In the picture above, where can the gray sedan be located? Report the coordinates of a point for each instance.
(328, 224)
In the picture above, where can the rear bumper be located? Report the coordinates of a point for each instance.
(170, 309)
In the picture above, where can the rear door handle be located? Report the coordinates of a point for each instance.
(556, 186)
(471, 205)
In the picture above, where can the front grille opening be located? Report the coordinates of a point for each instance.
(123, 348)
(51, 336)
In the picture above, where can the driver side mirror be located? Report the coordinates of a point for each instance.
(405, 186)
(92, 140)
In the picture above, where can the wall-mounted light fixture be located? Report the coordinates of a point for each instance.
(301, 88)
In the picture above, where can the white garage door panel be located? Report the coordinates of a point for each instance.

==================================================

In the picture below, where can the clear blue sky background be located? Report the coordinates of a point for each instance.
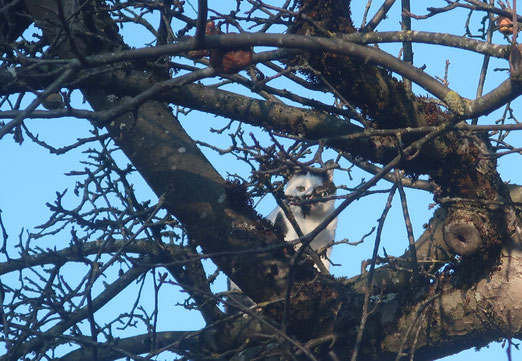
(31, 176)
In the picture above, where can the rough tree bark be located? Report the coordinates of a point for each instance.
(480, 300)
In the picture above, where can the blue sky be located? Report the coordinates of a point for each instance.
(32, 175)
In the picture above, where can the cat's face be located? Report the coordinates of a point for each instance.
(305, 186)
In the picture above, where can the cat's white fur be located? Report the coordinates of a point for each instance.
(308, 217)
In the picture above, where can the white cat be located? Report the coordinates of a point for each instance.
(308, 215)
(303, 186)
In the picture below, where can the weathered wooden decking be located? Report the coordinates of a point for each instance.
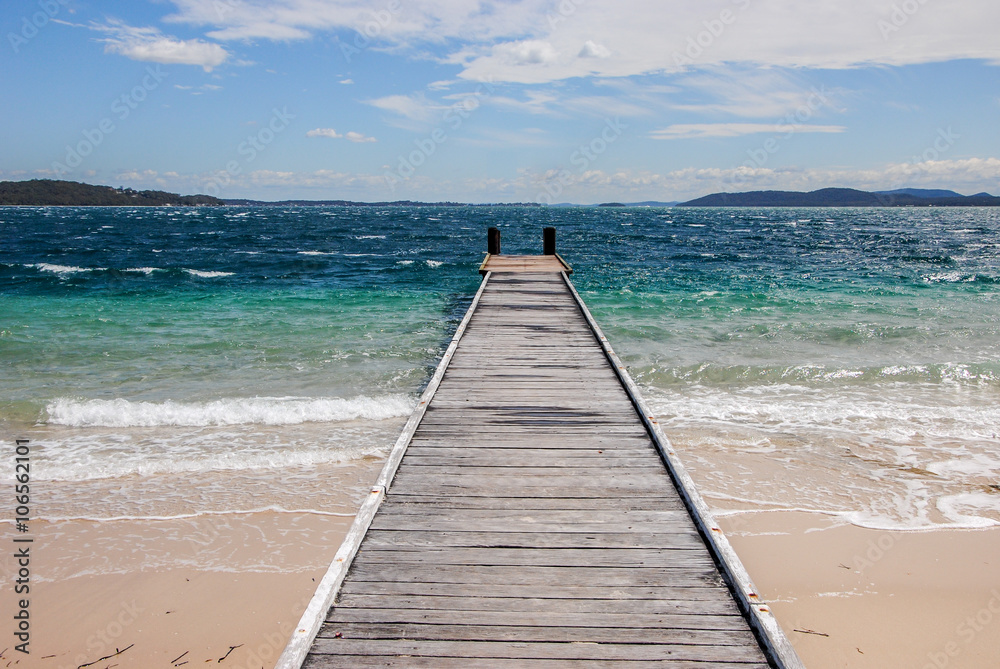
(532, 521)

==================================================

▸ **Written instruction**:
Restate the entries from the line containing "In the picture above, where can the wall-mounted" down to the line containing "In the picture above, where can the white garage", both ends included, and carry over the requests unchanged. In every answer, add 4 to each coordinate.

▸ **Expected answer**:
In the picture above, where can the wall-mounted light fixture be located? Report the coordinates of a point for each instance.
(305, 92)
In the picture above, where can the white garage door panel be located? Report the coordinates of a point for each instance.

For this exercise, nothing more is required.